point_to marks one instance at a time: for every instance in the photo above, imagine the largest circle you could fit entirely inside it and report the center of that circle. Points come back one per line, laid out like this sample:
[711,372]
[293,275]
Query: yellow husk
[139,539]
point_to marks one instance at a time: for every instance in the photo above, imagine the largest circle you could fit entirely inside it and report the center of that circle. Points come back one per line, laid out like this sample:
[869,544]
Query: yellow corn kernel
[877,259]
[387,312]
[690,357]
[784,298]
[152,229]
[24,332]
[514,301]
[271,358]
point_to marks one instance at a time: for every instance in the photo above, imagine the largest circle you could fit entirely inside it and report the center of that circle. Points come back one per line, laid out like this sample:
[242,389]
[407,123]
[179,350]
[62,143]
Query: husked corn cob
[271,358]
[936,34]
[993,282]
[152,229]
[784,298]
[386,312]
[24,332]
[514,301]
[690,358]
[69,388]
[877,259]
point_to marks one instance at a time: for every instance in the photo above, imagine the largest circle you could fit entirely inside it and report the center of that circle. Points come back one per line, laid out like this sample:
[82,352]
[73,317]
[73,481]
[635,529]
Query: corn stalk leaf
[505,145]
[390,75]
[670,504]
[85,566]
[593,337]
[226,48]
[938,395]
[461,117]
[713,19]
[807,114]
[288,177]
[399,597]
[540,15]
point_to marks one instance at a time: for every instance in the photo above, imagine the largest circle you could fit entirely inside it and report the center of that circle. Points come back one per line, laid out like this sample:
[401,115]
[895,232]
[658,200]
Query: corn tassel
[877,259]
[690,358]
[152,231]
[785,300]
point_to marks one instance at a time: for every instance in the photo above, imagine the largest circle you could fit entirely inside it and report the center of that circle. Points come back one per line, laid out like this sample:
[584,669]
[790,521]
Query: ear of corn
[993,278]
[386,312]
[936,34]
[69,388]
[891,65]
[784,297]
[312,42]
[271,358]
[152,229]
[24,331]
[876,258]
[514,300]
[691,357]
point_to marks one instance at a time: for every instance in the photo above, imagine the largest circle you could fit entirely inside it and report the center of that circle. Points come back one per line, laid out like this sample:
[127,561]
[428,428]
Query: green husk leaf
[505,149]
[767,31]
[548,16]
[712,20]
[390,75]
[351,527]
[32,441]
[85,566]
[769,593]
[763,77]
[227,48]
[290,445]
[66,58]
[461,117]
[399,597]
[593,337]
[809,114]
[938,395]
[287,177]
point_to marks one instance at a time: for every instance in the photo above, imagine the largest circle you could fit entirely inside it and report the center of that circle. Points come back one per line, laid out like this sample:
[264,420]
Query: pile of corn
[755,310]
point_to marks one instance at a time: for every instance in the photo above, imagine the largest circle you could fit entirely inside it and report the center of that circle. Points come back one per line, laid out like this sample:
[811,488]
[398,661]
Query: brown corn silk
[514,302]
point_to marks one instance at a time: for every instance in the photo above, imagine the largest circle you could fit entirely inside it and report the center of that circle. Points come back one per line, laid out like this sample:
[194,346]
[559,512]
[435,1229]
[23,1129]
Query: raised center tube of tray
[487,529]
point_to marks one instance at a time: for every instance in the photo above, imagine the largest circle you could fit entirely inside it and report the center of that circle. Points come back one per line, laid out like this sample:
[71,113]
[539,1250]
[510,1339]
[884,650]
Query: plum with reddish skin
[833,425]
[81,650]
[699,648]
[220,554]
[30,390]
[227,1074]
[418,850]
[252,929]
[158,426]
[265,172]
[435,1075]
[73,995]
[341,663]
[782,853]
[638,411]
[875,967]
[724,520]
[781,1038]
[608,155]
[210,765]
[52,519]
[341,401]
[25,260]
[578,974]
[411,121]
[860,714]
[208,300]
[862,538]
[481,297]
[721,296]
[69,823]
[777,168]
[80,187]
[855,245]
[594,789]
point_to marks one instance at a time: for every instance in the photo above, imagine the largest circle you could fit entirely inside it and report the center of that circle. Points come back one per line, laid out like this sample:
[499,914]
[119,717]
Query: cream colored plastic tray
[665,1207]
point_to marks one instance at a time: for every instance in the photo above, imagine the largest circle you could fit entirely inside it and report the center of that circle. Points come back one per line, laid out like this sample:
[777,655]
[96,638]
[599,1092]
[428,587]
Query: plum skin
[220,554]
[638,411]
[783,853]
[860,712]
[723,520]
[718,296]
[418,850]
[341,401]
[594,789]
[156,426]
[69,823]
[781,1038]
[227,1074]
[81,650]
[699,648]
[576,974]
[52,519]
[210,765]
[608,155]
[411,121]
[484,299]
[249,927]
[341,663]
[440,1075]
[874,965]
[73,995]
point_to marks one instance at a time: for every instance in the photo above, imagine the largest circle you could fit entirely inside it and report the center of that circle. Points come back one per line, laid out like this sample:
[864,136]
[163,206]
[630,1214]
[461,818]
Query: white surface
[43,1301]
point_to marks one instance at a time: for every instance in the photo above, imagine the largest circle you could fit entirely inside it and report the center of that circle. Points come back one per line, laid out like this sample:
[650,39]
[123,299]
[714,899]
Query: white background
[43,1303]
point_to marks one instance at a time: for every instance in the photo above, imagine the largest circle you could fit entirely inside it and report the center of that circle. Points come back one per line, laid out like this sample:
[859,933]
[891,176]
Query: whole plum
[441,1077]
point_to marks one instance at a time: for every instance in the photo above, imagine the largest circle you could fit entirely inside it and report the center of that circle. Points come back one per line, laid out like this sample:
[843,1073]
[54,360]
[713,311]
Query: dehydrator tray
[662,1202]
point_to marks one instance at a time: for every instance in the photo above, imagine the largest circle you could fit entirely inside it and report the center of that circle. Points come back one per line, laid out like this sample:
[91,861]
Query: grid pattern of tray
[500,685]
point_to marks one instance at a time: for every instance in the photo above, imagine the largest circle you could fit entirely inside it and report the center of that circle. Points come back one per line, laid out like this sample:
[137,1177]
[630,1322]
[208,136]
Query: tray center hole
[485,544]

TASK STATEMENT =
Locate each line in the records above that contains the string "corn" and copy it out. Matching is case-sensitive.

RESPONSE =
Query: yellow corn kernel
Query: husked corn cob
Query: corn stalk leaf
Query: corn tassel
Query: ear of corn
Query: pile of corn
Query: brown corn silk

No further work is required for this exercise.